Given task: Copy the lines exactly as they appear, from the line with "532, row 462." to the line with "column 438, row 473", including both of those lines.

Provided records:
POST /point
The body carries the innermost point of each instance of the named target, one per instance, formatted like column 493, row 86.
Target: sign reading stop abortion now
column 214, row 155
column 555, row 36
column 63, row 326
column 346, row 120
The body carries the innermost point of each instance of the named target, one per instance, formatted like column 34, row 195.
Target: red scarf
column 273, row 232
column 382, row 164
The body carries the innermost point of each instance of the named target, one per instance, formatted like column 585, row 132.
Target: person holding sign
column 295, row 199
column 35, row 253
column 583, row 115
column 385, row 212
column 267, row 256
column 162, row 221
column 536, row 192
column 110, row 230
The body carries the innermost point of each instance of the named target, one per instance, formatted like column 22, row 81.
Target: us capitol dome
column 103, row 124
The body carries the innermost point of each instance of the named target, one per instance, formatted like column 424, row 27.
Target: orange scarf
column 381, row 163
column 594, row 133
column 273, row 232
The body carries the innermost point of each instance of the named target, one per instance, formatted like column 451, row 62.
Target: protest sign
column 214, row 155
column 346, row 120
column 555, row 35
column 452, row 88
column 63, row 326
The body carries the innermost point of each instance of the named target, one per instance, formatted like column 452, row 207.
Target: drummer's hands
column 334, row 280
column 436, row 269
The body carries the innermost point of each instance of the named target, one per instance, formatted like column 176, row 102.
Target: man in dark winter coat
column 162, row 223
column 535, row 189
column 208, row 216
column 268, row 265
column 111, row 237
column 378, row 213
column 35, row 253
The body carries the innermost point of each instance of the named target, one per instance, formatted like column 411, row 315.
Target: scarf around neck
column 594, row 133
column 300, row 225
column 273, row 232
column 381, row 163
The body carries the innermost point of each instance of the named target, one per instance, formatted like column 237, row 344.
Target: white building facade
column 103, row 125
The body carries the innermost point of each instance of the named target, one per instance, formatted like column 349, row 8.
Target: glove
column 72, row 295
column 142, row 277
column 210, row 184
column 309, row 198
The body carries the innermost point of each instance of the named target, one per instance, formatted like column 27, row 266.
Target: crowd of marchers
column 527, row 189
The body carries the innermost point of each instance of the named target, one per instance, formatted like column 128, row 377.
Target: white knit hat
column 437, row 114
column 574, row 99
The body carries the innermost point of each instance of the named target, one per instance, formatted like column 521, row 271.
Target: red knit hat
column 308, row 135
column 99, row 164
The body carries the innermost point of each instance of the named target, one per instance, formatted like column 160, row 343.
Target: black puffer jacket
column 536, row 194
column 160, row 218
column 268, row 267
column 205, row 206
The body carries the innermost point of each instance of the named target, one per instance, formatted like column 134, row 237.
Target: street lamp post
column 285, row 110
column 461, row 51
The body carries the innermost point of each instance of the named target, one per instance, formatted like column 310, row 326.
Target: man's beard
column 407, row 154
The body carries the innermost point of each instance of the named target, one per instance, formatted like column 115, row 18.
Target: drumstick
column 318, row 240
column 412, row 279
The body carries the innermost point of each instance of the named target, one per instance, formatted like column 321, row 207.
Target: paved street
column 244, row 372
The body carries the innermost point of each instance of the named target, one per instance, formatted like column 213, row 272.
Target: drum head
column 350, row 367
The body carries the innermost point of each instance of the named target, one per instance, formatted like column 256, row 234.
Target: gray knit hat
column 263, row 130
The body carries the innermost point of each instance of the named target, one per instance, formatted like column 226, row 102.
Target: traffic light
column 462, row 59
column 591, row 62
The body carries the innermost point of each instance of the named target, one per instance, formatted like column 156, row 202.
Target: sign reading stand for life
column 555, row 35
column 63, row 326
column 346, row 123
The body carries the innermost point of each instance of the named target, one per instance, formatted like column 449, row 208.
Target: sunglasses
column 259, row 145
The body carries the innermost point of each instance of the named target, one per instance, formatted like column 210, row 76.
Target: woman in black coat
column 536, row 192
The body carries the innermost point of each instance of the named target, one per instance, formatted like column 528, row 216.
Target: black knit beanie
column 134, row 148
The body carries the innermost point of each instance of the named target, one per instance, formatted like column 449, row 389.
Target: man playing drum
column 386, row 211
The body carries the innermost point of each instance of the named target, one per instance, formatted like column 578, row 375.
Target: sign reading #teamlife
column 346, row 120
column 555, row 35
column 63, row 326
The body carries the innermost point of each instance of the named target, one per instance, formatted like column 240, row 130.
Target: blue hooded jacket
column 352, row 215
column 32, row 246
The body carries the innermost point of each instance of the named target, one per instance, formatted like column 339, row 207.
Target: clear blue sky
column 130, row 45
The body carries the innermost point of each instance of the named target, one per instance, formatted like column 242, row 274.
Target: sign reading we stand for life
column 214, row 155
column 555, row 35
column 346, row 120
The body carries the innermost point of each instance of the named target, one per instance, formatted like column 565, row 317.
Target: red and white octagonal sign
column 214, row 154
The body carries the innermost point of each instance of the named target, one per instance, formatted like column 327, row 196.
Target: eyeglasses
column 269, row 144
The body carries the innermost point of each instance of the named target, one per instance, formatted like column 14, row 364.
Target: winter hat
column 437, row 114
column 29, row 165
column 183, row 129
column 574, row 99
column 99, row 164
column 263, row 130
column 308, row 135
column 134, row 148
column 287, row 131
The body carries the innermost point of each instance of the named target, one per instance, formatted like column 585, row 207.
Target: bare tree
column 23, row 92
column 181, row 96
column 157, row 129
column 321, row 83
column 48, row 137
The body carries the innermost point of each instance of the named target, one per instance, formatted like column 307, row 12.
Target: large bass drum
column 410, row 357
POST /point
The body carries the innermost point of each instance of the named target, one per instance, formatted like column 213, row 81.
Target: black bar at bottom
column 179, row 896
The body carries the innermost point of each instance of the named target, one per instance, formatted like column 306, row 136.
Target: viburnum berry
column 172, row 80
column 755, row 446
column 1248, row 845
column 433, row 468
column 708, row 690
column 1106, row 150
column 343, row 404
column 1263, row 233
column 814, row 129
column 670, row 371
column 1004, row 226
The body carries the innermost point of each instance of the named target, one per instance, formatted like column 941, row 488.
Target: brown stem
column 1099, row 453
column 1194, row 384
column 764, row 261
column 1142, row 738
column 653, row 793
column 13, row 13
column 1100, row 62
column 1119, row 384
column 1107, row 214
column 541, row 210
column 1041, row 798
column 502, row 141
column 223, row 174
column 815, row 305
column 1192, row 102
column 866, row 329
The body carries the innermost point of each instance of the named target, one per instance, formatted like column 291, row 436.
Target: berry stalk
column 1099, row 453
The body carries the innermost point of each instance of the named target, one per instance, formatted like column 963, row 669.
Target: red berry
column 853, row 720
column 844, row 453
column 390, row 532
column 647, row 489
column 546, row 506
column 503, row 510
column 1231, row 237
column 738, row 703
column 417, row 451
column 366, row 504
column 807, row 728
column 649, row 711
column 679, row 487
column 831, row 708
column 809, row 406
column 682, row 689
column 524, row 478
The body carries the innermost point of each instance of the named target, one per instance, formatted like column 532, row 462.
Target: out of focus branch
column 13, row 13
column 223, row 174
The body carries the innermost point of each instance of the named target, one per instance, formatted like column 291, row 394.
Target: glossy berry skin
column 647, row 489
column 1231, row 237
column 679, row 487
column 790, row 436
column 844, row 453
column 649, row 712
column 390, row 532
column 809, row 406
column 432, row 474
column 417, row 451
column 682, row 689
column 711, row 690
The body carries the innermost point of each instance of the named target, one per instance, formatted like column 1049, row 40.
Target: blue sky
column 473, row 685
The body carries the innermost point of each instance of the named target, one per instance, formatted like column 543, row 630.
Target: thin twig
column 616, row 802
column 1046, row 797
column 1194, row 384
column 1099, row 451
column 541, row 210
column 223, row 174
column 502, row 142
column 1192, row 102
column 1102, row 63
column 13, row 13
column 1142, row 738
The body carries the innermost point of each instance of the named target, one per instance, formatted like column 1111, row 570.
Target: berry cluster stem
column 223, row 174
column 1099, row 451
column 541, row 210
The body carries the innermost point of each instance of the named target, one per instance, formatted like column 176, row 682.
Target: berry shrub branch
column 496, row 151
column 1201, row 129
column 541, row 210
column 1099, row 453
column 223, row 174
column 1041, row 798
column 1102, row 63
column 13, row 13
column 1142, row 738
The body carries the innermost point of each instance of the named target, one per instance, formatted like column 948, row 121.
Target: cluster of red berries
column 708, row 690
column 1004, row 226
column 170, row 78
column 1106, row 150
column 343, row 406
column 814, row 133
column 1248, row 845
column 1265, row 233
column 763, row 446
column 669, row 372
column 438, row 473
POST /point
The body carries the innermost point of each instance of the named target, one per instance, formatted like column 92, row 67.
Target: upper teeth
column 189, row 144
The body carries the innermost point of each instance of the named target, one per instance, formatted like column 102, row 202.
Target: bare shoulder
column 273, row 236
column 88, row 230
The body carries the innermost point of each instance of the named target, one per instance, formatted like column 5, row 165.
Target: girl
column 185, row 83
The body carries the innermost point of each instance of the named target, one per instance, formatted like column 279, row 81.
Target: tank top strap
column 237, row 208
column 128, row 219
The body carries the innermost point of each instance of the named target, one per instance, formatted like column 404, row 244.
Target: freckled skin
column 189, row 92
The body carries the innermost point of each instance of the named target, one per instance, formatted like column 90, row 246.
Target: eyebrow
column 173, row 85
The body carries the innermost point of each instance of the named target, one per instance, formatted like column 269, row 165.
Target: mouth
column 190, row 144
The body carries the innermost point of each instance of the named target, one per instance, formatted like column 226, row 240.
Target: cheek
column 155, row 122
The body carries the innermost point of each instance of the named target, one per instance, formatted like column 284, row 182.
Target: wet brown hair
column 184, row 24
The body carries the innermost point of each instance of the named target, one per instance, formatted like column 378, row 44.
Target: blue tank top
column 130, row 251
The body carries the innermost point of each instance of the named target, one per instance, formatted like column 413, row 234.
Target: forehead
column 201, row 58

Expected answer:
The body carries the innermost point of each instance of the named target, one per instance, formatted like column 532, row 462.
Target: out of focus branch
column 13, row 13
column 223, row 174
The body carries the innermost point of each instance of the named target, one per instance, formatted like column 291, row 394.
Target: glossy berry skin
column 647, row 489
column 1231, row 237
column 679, row 487
column 790, row 436
column 844, row 453
column 649, row 712
column 390, row 532
column 809, row 406
column 432, row 474
column 417, row 451
column 682, row 689
column 711, row 690
The body carries the innermost point of each instance of the named target, one per instance, formatted like column 1049, row 40.
Target: blue sky
column 473, row 685
The body carries the innermost point of each instance of the named target, one per instance, formatted like column 543, row 630.
Target: thin twig
column 616, row 802
column 1046, row 797
column 1194, row 384
column 1099, row 451
column 541, row 210
column 223, row 174
column 502, row 142
column 1192, row 102
column 1102, row 63
column 13, row 13
column 1142, row 738
The body carries the innermost point of each instance of the named target, one per instance, formatted like column 1111, row 570.
Target: berry cluster stem
column 223, row 174
column 1099, row 451
column 541, row 210
The body carries the innermost point of each instance of the named target, one per instance, formatted like column 176, row 682.
Target: berry shrub branch
column 496, row 151
column 1201, row 129
column 541, row 210
column 1099, row 453
column 223, row 174
column 1041, row 798
column 1102, row 63
column 13, row 13
column 1142, row 738
The body carries the innermost point of each instance of the named target, one per instance, formatted like column 948, row 121.
Target: cluster of red berries
column 708, row 690
column 1004, row 226
column 170, row 78
column 1106, row 150
column 343, row 406
column 814, row 133
column 1248, row 845
column 1265, row 233
column 763, row 446
column 669, row 372
column 438, row 473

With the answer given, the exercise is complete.